Rewrite the listing below, replacing "Identify" with "Mark" wherever it occurs and leaving everything else unchanged.

#### Material to process

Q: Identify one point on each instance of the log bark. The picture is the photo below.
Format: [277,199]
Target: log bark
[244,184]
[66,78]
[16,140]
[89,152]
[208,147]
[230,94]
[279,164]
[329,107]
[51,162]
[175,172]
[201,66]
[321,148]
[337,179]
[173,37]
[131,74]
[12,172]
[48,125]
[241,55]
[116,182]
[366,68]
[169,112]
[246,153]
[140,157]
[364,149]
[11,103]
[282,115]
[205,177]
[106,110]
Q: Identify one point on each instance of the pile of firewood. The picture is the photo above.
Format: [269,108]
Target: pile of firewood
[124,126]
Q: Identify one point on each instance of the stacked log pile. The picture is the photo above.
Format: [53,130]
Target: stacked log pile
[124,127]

########

_Solution to the exercise_
Q: Mark one point on each instance of the log bark. The picture is the photo below.
Format: [277,199]
Target: log bark
[244,184]
[66,78]
[16,140]
[89,152]
[208,147]
[230,94]
[279,164]
[329,107]
[51,162]
[175,172]
[201,66]
[321,148]
[337,179]
[173,37]
[131,74]
[12,172]
[48,125]
[241,55]
[116,182]
[366,68]
[169,112]
[246,153]
[140,157]
[364,149]
[11,103]
[282,115]
[205,177]
[106,110]
Q: Mark one point on each instance of the pile of firewood. The picture is the photo above.
Format: [269,108]
Target: pile of firewood
[124,126]
Q: Mark one point on each instance of the stacked log pile. The picture is the photo above.
Format: [53,130]
Target: stacked log pile
[124,127]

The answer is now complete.